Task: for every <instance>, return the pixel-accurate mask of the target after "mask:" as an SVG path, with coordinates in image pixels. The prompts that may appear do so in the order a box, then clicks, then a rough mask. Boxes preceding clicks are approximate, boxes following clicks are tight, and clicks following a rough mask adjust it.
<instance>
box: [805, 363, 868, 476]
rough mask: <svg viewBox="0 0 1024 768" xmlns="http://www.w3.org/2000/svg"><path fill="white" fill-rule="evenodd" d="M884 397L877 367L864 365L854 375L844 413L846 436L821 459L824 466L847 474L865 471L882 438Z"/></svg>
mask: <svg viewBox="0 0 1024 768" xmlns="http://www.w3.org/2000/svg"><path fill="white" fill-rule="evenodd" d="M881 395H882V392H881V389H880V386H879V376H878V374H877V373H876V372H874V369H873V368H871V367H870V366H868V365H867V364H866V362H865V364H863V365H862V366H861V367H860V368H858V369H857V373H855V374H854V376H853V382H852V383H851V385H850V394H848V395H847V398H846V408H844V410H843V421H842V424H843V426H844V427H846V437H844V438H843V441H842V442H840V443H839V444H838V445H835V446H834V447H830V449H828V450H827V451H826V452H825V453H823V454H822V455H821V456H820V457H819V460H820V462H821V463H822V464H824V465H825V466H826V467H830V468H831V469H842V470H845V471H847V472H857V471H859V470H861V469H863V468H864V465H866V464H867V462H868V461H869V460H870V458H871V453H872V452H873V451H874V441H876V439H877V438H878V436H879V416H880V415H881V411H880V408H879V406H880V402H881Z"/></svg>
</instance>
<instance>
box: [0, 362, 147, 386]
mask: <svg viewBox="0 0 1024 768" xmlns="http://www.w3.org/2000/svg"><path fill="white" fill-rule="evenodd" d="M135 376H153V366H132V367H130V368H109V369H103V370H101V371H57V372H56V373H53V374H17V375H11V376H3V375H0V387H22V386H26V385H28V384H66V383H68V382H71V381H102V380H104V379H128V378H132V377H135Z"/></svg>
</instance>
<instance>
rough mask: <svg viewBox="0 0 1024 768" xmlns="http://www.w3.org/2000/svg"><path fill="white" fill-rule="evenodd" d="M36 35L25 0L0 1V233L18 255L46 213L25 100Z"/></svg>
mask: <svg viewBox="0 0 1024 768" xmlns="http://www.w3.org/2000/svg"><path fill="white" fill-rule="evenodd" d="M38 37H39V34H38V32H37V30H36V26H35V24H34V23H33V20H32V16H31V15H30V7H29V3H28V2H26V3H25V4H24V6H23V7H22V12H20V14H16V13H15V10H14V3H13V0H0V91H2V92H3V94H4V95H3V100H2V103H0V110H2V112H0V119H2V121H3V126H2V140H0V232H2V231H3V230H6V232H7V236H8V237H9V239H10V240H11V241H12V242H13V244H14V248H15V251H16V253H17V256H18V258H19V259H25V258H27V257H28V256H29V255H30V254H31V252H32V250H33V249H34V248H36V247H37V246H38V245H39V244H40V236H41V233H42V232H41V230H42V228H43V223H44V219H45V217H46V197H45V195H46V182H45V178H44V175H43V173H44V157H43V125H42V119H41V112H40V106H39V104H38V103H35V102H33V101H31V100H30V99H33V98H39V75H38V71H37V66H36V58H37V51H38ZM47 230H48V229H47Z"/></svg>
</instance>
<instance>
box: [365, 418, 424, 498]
----
EXERCISE GOAL: Can you write out all the items above again, replacing every "rough mask" with "coarse mask" and changing nothing else?

RESULT:
Task: for every <instance>, return the pixel-accurate mask of the target after "mask:" as an SVG path, with coordinates in image pixels. The prompts that may appear do so in the order a box, then clicks, then a coarse mask. Boxes preceding clicks are approximate, boxes following clicks are tight, and clicks following a coarse mask adjust it.
<instance>
box: [805, 363, 868, 476]
coarse mask: <svg viewBox="0 0 1024 768" xmlns="http://www.w3.org/2000/svg"><path fill="white" fill-rule="evenodd" d="M884 397L877 367L864 365L854 375L844 413L846 436L821 459L824 466L847 474L865 471L882 438Z"/></svg>
mask: <svg viewBox="0 0 1024 768" xmlns="http://www.w3.org/2000/svg"><path fill="white" fill-rule="evenodd" d="M881 395H882V392H881V389H880V386H879V376H878V374H877V373H876V372H874V369H873V368H871V367H870V366H868V365H867V364H866V362H865V364H863V365H862V366H861V367H860V368H858V369H857V373H855V374H854V376H853V382H852V383H851V385H850V394H848V395H847V398H846V408H844V410H843V421H842V424H843V426H844V427H846V437H844V438H843V441H842V442H840V443H839V444H838V445H835V446H834V447H830V449H828V450H827V451H826V452H825V453H823V454H822V455H821V456H820V457H819V460H820V462H821V463H822V464H824V465H825V466H826V467H830V468H831V469H842V470H845V471H847V472H857V471H859V470H861V469H863V468H864V465H866V464H867V462H868V461H869V460H870V458H871V453H872V452H873V451H874V441H876V439H877V438H878V436H879V416H880V415H881V411H880V408H879V406H880V402H881Z"/></svg>
</instance>
<instance>
box: [0, 362, 147, 386]
mask: <svg viewBox="0 0 1024 768" xmlns="http://www.w3.org/2000/svg"><path fill="white" fill-rule="evenodd" d="M135 376H153V366H132V367H130V368H109V369H103V370H101V371H57V372H56V373H53V374H17V375H11V376H3V375H0V387H22V386H26V385H28V384H66V383H68V382H71V381H102V380H104V379H128V378H132V377H135Z"/></svg>
</instance>
<instance>
coarse mask: <svg viewBox="0 0 1024 768" xmlns="http://www.w3.org/2000/svg"><path fill="white" fill-rule="evenodd" d="M36 35L25 0L0 1V233L18 255L46 213L25 100Z"/></svg>
mask: <svg viewBox="0 0 1024 768" xmlns="http://www.w3.org/2000/svg"><path fill="white" fill-rule="evenodd" d="M38 37H39V34H38V32H37V30H36V26H35V24H34V23H33V20H32V16H31V15H30V7H29V3H28V2H26V3H25V4H24V6H23V7H22V12H20V14H16V13H15V10H14V3H13V0H0V91H2V92H3V94H4V95H3V100H2V103H0V110H2V112H0V119H2V121H3V126H2V140H0V232H2V231H3V230H6V232H7V236H8V237H9V239H10V240H11V241H12V242H13V244H14V248H15V251H16V253H17V256H18V258H19V259H25V258H27V257H28V256H29V255H30V254H31V252H32V250H33V249H34V248H36V247H37V246H38V245H39V244H40V236H41V233H42V232H41V230H42V228H43V223H44V219H45V217H46V197H45V195H46V182H45V178H44V175H43V173H44V157H43V125H42V119H41V112H40V106H39V104H38V103H35V102H33V101H31V100H30V99H33V98H39V75H38V71H37V66H36V58H37V51H38ZM47 230H48V229H47Z"/></svg>
</instance>
<instance>
box: [365, 418, 424, 498]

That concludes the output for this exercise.